_Task goal_. Retype the tail of the data exactly, starting at the line containing "[point] every instance of the blonde hair" and stopping at the last line.

_Entries shown_.

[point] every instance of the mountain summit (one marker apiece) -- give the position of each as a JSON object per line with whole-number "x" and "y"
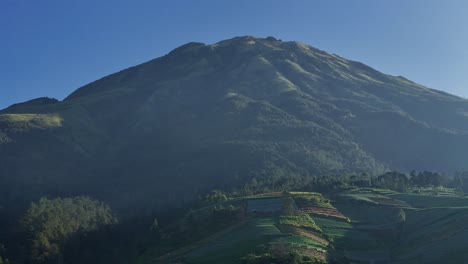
{"x": 224, "y": 115}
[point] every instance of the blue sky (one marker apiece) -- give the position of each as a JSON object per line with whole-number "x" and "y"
{"x": 52, "y": 47}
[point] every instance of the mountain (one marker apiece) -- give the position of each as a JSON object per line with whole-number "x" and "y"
{"x": 241, "y": 111}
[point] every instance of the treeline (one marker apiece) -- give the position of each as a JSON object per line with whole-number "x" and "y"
{"x": 392, "y": 180}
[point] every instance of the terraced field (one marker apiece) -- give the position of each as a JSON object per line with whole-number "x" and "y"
{"x": 359, "y": 225}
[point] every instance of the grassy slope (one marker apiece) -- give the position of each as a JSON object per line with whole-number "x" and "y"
{"x": 432, "y": 233}
{"x": 223, "y": 114}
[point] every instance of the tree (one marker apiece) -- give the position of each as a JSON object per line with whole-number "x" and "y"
{"x": 50, "y": 223}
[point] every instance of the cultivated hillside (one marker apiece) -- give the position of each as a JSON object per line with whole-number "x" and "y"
{"x": 221, "y": 115}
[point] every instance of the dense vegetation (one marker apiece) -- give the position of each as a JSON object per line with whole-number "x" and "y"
{"x": 245, "y": 116}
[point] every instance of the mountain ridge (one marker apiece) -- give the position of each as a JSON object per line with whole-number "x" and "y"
{"x": 221, "y": 115}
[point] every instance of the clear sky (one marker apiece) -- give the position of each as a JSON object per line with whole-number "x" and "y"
{"x": 52, "y": 47}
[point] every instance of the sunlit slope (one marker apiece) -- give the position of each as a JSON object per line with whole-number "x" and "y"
{"x": 362, "y": 226}
{"x": 220, "y": 115}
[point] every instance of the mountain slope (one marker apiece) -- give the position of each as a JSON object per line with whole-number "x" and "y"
{"x": 220, "y": 115}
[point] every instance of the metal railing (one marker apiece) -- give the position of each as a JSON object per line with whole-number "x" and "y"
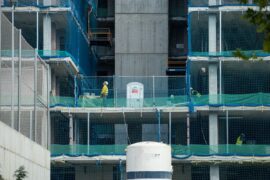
{"x": 24, "y": 97}
{"x": 126, "y": 91}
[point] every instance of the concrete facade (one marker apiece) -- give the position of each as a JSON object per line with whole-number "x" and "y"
{"x": 17, "y": 150}
{"x": 103, "y": 172}
{"x": 141, "y": 37}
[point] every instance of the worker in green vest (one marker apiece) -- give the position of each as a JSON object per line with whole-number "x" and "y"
{"x": 104, "y": 93}
{"x": 241, "y": 139}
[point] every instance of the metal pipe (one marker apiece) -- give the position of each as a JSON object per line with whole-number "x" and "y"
{"x": 154, "y": 100}
{"x": 70, "y": 129}
{"x": 19, "y": 80}
{"x": 37, "y": 29}
{"x": 35, "y": 93}
{"x": 88, "y": 129}
{"x": 188, "y": 129}
{"x": 12, "y": 69}
{"x": 227, "y": 127}
{"x": 159, "y": 132}
{"x": 170, "y": 128}
{"x": 220, "y": 50}
{"x": 31, "y": 126}
{"x": 48, "y": 107}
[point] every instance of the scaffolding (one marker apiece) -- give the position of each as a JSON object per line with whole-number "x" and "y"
{"x": 24, "y": 97}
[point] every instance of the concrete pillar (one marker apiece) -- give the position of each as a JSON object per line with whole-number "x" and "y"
{"x": 47, "y": 33}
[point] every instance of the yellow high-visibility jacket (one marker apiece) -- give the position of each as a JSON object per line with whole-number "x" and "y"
{"x": 104, "y": 90}
{"x": 239, "y": 141}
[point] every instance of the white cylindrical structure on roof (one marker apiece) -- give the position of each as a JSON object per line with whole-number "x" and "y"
{"x": 149, "y": 160}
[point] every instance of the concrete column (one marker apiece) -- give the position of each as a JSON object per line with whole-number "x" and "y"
{"x": 47, "y": 33}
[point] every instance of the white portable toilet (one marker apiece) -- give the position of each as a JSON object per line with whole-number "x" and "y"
{"x": 135, "y": 94}
{"x": 149, "y": 160}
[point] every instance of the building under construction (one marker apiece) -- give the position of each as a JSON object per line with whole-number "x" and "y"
{"x": 172, "y": 78}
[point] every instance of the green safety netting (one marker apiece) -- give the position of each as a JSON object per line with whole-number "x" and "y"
{"x": 254, "y": 53}
{"x": 79, "y": 150}
{"x": 118, "y": 102}
{"x": 226, "y": 150}
{"x": 177, "y": 150}
{"x": 254, "y": 99}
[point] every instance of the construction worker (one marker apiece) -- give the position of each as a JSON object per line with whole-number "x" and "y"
{"x": 241, "y": 139}
{"x": 104, "y": 93}
{"x": 195, "y": 92}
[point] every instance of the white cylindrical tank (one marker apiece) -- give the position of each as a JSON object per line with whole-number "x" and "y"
{"x": 149, "y": 160}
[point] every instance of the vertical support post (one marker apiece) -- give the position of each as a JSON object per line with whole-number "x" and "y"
{"x": 75, "y": 91}
{"x": 115, "y": 86}
{"x": 213, "y": 88}
{"x": 227, "y": 130}
{"x": 188, "y": 129}
{"x": 12, "y": 69}
{"x": 214, "y": 172}
{"x": 19, "y": 80}
{"x": 88, "y": 132}
{"x": 71, "y": 140}
{"x": 0, "y": 34}
{"x": 220, "y": 50}
{"x": 35, "y": 93}
{"x": 0, "y": 43}
{"x": 37, "y": 29}
{"x": 170, "y": 128}
{"x": 48, "y": 106}
{"x": 31, "y": 125}
{"x": 47, "y": 34}
{"x": 154, "y": 98}
{"x": 159, "y": 132}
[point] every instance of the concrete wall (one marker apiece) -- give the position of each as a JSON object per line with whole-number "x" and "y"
{"x": 181, "y": 172}
{"x": 103, "y": 172}
{"x": 141, "y": 37}
{"x": 17, "y": 150}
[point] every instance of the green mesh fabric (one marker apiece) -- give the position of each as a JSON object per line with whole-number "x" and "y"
{"x": 255, "y": 99}
{"x": 117, "y": 102}
{"x": 177, "y": 150}
{"x": 79, "y": 150}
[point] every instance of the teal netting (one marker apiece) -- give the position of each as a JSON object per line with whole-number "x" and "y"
{"x": 23, "y": 3}
{"x": 254, "y": 99}
{"x": 205, "y": 3}
{"x": 178, "y": 151}
{"x": 235, "y": 33}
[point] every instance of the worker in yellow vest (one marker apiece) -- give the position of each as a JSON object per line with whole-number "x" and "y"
{"x": 241, "y": 139}
{"x": 104, "y": 93}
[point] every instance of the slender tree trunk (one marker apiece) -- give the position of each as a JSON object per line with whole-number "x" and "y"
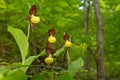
{"x": 99, "y": 55}
{"x": 86, "y": 20}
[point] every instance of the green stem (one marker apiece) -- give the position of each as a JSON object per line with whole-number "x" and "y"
{"x": 68, "y": 57}
{"x": 52, "y": 77}
{"x": 28, "y": 33}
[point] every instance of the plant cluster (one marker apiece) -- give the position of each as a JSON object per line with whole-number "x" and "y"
{"x": 17, "y": 70}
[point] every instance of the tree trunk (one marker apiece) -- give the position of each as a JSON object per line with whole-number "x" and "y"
{"x": 99, "y": 55}
{"x": 86, "y": 19}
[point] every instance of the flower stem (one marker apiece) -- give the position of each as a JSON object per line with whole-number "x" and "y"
{"x": 28, "y": 33}
{"x": 52, "y": 77}
{"x": 68, "y": 57}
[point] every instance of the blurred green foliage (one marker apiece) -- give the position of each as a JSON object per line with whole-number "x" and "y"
{"x": 64, "y": 16}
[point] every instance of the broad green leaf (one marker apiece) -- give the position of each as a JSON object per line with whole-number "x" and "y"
{"x": 63, "y": 3}
{"x": 16, "y": 75}
{"x": 27, "y": 62}
{"x": 41, "y": 53}
{"x": 59, "y": 9}
{"x": 2, "y": 4}
{"x": 38, "y": 77}
{"x": 21, "y": 40}
{"x": 58, "y": 52}
{"x": 75, "y": 66}
{"x": 61, "y": 23}
{"x": 4, "y": 70}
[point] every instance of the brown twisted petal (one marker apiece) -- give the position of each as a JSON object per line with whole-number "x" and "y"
{"x": 33, "y": 10}
{"x": 51, "y": 32}
{"x": 66, "y": 37}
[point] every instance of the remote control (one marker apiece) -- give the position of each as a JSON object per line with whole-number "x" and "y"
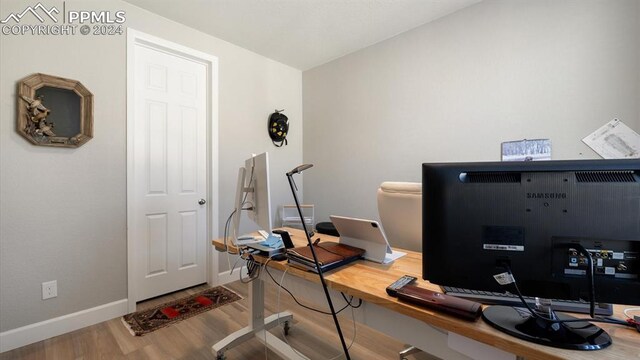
{"x": 405, "y": 280}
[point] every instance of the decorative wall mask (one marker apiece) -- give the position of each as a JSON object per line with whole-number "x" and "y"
{"x": 54, "y": 111}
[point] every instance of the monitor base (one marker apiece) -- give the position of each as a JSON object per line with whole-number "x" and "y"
{"x": 518, "y": 322}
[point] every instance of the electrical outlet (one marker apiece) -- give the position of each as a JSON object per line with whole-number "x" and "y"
{"x": 49, "y": 289}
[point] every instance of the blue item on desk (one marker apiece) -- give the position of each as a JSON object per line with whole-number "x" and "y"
{"x": 273, "y": 241}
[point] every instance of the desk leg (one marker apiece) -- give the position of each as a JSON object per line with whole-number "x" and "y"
{"x": 258, "y": 327}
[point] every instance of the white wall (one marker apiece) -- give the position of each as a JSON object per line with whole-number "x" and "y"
{"x": 454, "y": 89}
{"x": 63, "y": 211}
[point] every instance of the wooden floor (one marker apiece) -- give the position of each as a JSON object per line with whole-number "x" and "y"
{"x": 312, "y": 334}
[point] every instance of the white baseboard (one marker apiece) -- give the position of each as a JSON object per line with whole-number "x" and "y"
{"x": 226, "y": 277}
{"x": 12, "y": 339}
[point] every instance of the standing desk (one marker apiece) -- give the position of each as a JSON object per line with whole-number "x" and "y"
{"x": 368, "y": 280}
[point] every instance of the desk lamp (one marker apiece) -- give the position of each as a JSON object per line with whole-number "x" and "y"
{"x": 290, "y": 174}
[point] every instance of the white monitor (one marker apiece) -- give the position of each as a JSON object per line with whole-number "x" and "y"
{"x": 252, "y": 193}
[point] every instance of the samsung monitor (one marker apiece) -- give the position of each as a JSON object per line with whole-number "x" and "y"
{"x": 253, "y": 194}
{"x": 537, "y": 219}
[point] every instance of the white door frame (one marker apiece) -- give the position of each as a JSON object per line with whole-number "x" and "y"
{"x": 134, "y": 38}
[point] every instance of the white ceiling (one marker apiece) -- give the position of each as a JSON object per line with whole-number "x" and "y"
{"x": 303, "y": 33}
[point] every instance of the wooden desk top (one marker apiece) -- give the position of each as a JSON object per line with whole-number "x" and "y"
{"x": 368, "y": 280}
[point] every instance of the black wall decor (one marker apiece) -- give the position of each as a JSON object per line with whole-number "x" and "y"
{"x": 278, "y": 128}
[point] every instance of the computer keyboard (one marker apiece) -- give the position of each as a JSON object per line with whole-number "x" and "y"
{"x": 495, "y": 298}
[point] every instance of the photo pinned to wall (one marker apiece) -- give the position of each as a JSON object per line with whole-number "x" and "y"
{"x": 614, "y": 140}
{"x": 526, "y": 150}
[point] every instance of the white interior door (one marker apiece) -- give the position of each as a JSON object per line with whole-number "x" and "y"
{"x": 169, "y": 220}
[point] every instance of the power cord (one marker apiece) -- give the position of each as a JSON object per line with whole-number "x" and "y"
{"x": 306, "y": 306}
{"x": 537, "y": 316}
{"x": 349, "y": 303}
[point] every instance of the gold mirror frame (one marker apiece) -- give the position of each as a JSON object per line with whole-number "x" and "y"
{"x": 34, "y": 113}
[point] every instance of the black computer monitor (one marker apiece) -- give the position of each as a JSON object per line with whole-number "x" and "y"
{"x": 534, "y": 218}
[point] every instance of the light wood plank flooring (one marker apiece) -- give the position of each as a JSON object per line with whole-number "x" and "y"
{"x": 311, "y": 333}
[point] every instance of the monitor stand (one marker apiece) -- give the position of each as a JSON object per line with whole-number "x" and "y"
{"x": 520, "y": 323}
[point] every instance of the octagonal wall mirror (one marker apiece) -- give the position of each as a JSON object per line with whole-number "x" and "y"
{"x": 54, "y": 111}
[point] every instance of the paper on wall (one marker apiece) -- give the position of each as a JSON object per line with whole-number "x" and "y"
{"x": 615, "y": 140}
{"x": 526, "y": 150}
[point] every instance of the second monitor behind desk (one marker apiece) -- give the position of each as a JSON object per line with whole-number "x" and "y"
{"x": 367, "y": 235}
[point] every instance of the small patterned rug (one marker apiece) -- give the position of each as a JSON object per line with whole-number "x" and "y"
{"x": 146, "y": 321}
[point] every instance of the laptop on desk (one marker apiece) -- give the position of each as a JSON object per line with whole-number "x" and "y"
{"x": 367, "y": 235}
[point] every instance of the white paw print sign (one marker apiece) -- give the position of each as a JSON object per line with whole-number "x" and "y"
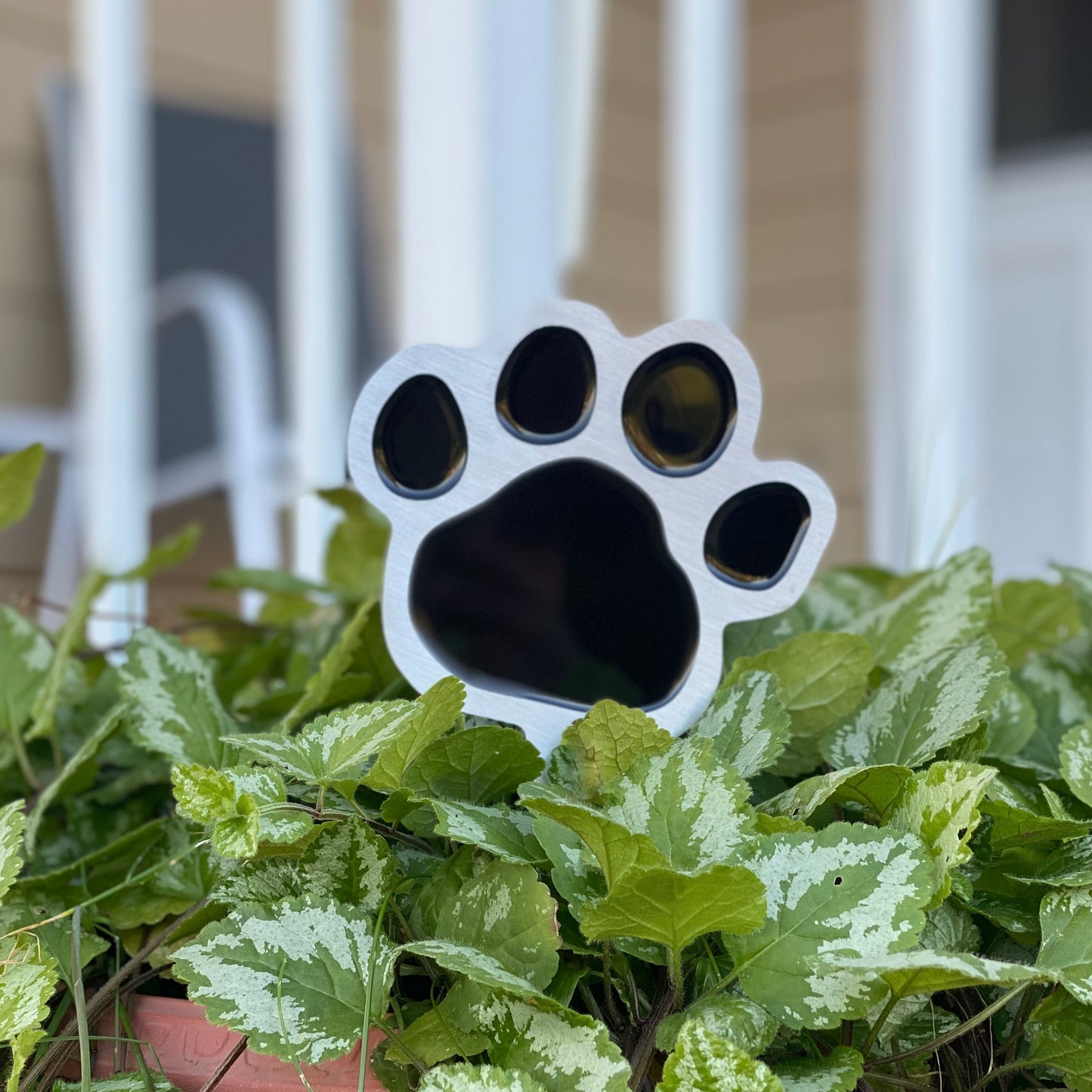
{"x": 577, "y": 515}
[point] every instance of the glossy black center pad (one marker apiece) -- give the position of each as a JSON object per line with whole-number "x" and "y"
{"x": 753, "y": 537}
{"x": 547, "y": 385}
{"x": 679, "y": 409}
{"x": 421, "y": 441}
{"x": 561, "y": 586}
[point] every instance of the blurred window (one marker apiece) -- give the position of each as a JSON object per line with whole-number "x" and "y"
{"x": 1042, "y": 74}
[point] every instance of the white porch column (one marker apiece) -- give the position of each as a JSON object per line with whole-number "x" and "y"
{"x": 112, "y": 255}
{"x": 704, "y": 86}
{"x": 927, "y": 144}
{"x": 316, "y": 261}
{"x": 478, "y": 165}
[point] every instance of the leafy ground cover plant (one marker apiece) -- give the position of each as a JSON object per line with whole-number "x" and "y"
{"x": 868, "y": 865}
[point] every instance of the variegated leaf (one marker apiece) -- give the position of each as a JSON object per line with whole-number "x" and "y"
{"x": 292, "y": 977}
{"x": 848, "y": 890}
{"x": 747, "y": 722}
{"x": 925, "y": 708}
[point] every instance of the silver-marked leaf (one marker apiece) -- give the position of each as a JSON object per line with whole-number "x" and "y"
{"x": 846, "y": 890}
{"x": 25, "y": 653}
{"x": 292, "y": 977}
{"x": 1060, "y": 1030}
{"x": 692, "y": 809}
{"x": 1060, "y": 701}
{"x": 173, "y": 704}
{"x": 12, "y": 821}
{"x": 949, "y": 606}
{"x": 333, "y": 748}
{"x": 478, "y": 766}
{"x": 1066, "y": 920}
{"x": 940, "y": 805}
{"x": 565, "y": 1050}
{"x": 345, "y": 861}
{"x": 437, "y": 710}
{"x": 674, "y": 908}
{"x": 927, "y": 972}
{"x": 733, "y": 1017}
{"x": 468, "y": 1078}
{"x": 27, "y": 979}
{"x": 822, "y": 676}
{"x": 476, "y": 966}
{"x": 505, "y": 834}
{"x": 1011, "y": 723}
{"x": 1075, "y": 755}
{"x": 702, "y": 1062}
{"x": 838, "y": 1072}
{"x": 873, "y": 787}
{"x": 508, "y": 914}
{"x": 917, "y": 713}
{"x": 606, "y": 741}
{"x": 747, "y": 722}
{"x": 616, "y": 848}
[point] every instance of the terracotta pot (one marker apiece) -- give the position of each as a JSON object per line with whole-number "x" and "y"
{"x": 189, "y": 1050}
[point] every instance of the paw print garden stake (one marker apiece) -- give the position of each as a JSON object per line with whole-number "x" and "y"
{"x": 578, "y": 515}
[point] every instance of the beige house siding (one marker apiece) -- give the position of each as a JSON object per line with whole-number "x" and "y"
{"x": 803, "y": 223}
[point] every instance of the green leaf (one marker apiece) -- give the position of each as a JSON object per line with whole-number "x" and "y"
{"x": 506, "y": 913}
{"x": 949, "y": 606}
{"x": 915, "y": 713}
{"x": 19, "y": 475}
{"x": 478, "y": 766}
{"x": 924, "y": 972}
{"x": 242, "y": 804}
{"x": 694, "y": 809}
{"x": 1032, "y": 616}
{"x": 505, "y": 834}
{"x": 333, "y": 748}
{"x": 846, "y": 890}
{"x": 1066, "y": 920}
{"x": 940, "y": 806}
{"x": 474, "y": 964}
{"x": 615, "y": 848}
{"x": 822, "y": 676}
{"x": 169, "y": 554}
{"x": 702, "y": 1062}
{"x": 25, "y": 653}
{"x": 747, "y": 722}
{"x": 173, "y": 704}
{"x": 1060, "y": 1031}
{"x": 605, "y": 743}
{"x": 27, "y": 977}
{"x": 12, "y": 821}
{"x": 74, "y": 769}
{"x": 1075, "y": 755}
{"x": 873, "y": 787}
{"x": 334, "y": 664}
{"x": 729, "y": 1016}
{"x": 674, "y": 908}
{"x": 292, "y": 977}
{"x": 466, "y": 1078}
{"x": 438, "y": 710}
{"x": 1011, "y": 723}
{"x": 838, "y": 1072}
{"x": 1013, "y": 827}
{"x": 357, "y": 546}
{"x": 345, "y": 861}
{"x": 1060, "y": 704}
{"x": 561, "y": 1048}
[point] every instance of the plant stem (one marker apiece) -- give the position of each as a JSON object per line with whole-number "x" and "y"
{"x": 954, "y": 1033}
{"x": 874, "y": 1032}
{"x": 1007, "y": 1068}
{"x": 81, "y": 1005}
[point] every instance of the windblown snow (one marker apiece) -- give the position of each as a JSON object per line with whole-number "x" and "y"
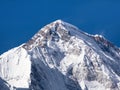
{"x": 61, "y": 57}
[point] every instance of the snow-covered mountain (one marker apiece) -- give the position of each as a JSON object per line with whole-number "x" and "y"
{"x": 61, "y": 57}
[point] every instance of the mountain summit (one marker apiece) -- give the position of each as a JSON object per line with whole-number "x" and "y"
{"x": 61, "y": 57}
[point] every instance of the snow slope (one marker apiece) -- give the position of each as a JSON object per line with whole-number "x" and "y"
{"x": 62, "y": 57}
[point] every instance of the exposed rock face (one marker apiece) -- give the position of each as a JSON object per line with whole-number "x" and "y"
{"x": 61, "y": 57}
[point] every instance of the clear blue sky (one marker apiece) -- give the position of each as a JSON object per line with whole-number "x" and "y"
{"x": 21, "y": 19}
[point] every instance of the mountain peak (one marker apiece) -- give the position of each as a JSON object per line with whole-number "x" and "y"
{"x": 58, "y": 21}
{"x": 59, "y": 49}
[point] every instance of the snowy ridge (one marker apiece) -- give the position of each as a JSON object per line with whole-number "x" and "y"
{"x": 62, "y": 57}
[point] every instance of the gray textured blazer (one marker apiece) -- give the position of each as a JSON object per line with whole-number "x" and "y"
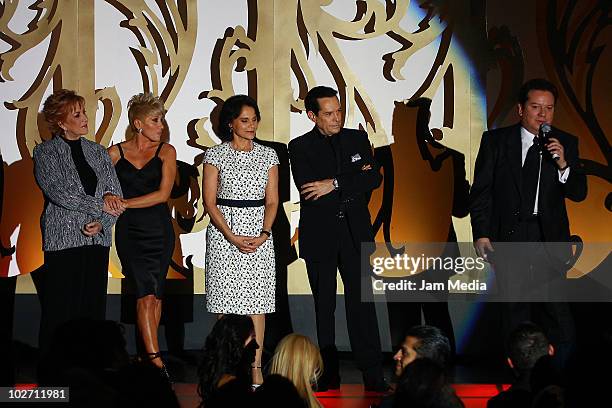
{"x": 67, "y": 207}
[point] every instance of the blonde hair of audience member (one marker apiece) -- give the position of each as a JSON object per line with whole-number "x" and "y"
{"x": 298, "y": 359}
{"x": 139, "y": 107}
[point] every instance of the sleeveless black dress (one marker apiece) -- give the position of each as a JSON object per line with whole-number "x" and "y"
{"x": 144, "y": 236}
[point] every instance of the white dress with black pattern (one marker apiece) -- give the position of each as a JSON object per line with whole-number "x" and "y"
{"x": 235, "y": 282}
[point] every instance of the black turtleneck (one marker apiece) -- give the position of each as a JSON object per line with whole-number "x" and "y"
{"x": 88, "y": 177}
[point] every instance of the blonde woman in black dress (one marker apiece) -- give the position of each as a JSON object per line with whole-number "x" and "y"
{"x": 144, "y": 236}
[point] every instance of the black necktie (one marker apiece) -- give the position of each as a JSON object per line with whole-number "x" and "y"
{"x": 529, "y": 178}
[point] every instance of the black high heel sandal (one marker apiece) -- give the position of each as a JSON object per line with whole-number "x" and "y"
{"x": 163, "y": 370}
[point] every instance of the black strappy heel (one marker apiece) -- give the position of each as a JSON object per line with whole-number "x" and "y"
{"x": 163, "y": 370}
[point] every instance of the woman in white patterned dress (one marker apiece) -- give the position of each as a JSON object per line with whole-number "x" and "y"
{"x": 241, "y": 197}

_Result_.
[point] every instance of the blonde hair of audience member (one marker apiece) -- give the position of each as a JSON object per line with whole-number "x" and "y"
{"x": 298, "y": 359}
{"x": 139, "y": 107}
[point] every instance of the sleeveless black dress (one marker apiece) -- give the position of each as a JSON object per line with whole-number "x" and "y"
{"x": 144, "y": 236}
[point] every instance of the white dress with black pattern (one marker apiece) -- give the position of each as a JSON object per line with whole-number "x" and "y"
{"x": 235, "y": 282}
[point] every instance of the black turtleneck (one marker apiece) -- give the position of each as a JSON object per line with whole-number "x" and "y"
{"x": 88, "y": 177}
[point] every instance of the blonde woman in black dress (one marker apiece) -- give the position of each as a JSON object per line with whole-number "x" and "y"
{"x": 144, "y": 236}
[point] every instance of the black necktie (one marker apiece) -- give the position of each as a JSON object per line with whole-number "x" and "y"
{"x": 529, "y": 178}
[point] every instance of the black high heel sandal (one marker apiece) -- give the position of each as a JSON object per line with whole-number "x" and "y"
{"x": 163, "y": 370}
[point] every instance of the black strappy heel (one marker apiece) -- give the position of each as a JSON object per line with whole-number "x" and "y"
{"x": 163, "y": 370}
[point] every instance of the woman in white patterned dress (one marker apiece) -- give the position of each as a JSON object per line with whole-number "x" and "y"
{"x": 241, "y": 197}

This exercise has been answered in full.